SpringBoot外部化配置分析
什么是外部化配置?
什么是外部化配置,Spring Boot官方文档没有正面给出一个定义。只有这一说法,
Spring Boot lets you externalize your configuration so that you can work with the same application code in different environments. You can use properties files, YAML files, environment variables, and command-line arguments to externalize configuration.
翻译:Spring Boot允许你外部化你的配置达到同一个应用代码运行于不同环境中。
你能够通过properties文件、YAML文件、环境变量还有命令行参数来外部化配置。
我认为相对于应用的内部硬编码的配置,独立于应用程序外的在运行环境中的配置可称为外部配置。 多环境应用、中间件,通常有一些功能需要配置参数。
如何分析外部化配置
如果我们没看过源码,只是用过Spring Boot, 在我们眼中要使用外部化配置的话,就是配置配置文件(YAML文件), 最终在代码中通过@Value或者Environment或者@ConfigurationProperties的Bean的形式来使用配置。
那么抽象来看,我提出如下问题进行分析:
- 配置如何从配置文件加载到运行环境
- 配置如何最终绑定到bean
- 配置加载顺序(优先级)的加载点
配置动态刷新(目前Spring Boot没有该特性(有需求可参考Spring Cloud自行实现),Spring Cloud Context的源码实现了该功能,我在Spring Cloud源码分析中进行拆解)
Spring Boot配置加载顺序
在编写一个Spring Boot应用时, 我们会发现多种改变配置的方式,可以在application.yml改变配置,也可以system properties等等。 那么当同时在多个地方定义了同一个配置项时,Spring Boot的选用优先级怎样的呢?
Spring Boot文档的外部化配置一节说到了配置加载点的优先级。(列表越前面的优先级越高)
Spring Boot uses a very particular PropertySource order that is designed to allow sensible overriding of values. Properties are considered in the following order:
- Devtools global settings properties on your home directory (~/.spring-boot-devtools.properties when devtools is active).
- @TestPropertySource annotations on your tests.
- properties attribute on your tests. Available on @SpringBootTest and the test annotations for testing a particular slice of your application.
- Command line arguments.
- Properties from SPRING_APPLICATION_JSON (inline JSON embedded in an environment variable or system property).
- ServletConfig init parameters.
- ServletContext init parameters.
○ ○ ○
任务说明:
1. 数一数下方条目里有多少行含有字符串“soldier”,大小写要区分,只写出行数。
2. 上面那篇讲Spring Boot外部化配置的文章只写到一半,请从它最后一句之后接着写下去。

输入条目:
○ ○ ○
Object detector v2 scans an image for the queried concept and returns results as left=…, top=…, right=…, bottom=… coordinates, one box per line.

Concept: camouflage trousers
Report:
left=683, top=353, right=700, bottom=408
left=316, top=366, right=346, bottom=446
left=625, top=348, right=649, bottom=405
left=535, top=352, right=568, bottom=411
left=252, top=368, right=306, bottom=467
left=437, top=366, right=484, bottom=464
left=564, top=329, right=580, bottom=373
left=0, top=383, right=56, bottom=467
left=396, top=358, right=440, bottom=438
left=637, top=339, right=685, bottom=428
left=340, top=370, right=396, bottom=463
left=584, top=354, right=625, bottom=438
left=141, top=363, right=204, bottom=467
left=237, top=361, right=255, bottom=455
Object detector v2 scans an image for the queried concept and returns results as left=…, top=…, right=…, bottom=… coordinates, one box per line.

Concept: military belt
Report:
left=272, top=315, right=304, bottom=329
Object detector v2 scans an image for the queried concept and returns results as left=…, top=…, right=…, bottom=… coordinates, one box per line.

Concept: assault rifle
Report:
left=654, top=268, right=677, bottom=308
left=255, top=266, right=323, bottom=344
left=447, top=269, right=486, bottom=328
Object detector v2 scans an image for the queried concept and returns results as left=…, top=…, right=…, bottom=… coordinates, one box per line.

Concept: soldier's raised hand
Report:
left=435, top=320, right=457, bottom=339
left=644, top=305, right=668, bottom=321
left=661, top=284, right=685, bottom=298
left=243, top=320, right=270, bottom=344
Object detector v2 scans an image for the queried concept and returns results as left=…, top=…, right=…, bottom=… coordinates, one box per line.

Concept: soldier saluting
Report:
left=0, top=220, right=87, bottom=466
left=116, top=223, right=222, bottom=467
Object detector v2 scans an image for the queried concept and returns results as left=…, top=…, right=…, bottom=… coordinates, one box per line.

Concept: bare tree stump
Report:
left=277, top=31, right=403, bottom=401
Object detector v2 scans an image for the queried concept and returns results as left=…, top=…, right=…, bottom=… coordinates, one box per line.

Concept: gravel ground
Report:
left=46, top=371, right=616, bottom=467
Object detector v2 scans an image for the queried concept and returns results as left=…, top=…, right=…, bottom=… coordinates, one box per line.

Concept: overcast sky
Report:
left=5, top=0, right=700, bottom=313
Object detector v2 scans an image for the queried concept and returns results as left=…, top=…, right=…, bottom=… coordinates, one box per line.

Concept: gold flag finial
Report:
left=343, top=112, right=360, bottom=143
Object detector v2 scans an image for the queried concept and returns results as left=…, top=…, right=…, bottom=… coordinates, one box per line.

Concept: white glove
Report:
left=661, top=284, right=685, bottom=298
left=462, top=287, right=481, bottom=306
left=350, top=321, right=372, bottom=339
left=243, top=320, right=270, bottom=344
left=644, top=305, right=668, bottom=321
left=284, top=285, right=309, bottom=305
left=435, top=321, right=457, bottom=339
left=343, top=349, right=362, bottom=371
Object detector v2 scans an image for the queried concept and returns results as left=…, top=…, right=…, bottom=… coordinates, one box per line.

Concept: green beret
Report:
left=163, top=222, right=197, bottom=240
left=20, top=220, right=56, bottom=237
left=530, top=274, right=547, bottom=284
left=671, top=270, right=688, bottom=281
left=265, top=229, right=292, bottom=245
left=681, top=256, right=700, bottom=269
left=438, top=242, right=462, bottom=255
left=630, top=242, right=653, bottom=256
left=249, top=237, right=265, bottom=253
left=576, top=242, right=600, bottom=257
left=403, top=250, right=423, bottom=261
○ ○ ○
练习答案:
1. 2

2.
- JNDI attributes from java:comp/env.
- Java System properties (System.getProperties()).
- OS environment variables.
- A RandomValuePropertySource that has properties only in random.*.
- Profile-specific application properties outside of your packaged jar (application-{profile}.properties and YAML variants).
- Profile-specific application properties packaged inside your jar (application-{profile}.properties and YAML variants).
- Application properties outside of your packaged jar (application.properties and YAML variants).
- Application properties packaged inside your jar (application.properties and YAML variants).
- @PropertySource annotations on your @Configuration classes. Please note that such property sources are not added to the Environment until the application context is being refreshed. This is too late to configure certain properties such as logging. and spring.main. which are read before refresh begins.
- Default properties (specified by setting SpringApplication.setDefaultProperties).
文档(代码也是)将PropertySource作为外部化配置的API描述。
1-3是开发测试环境的参数修改,
4是命令行参数,比如 java -jar xx.jar --spring.config.name="hello"
5是指spring.application.json这个参数。可用过系统参数设置或environment设置。
9是指系统参数,比如java -jar -Dspring.config.name="xxx" xxx.jar
12-15,带-{profile}的优先,同名配置文件jar包外优先。
16是指声明了@Configuration和@PropertySource的类,举例来说 @PropertySource("classpath:/com/myco/app.properties")。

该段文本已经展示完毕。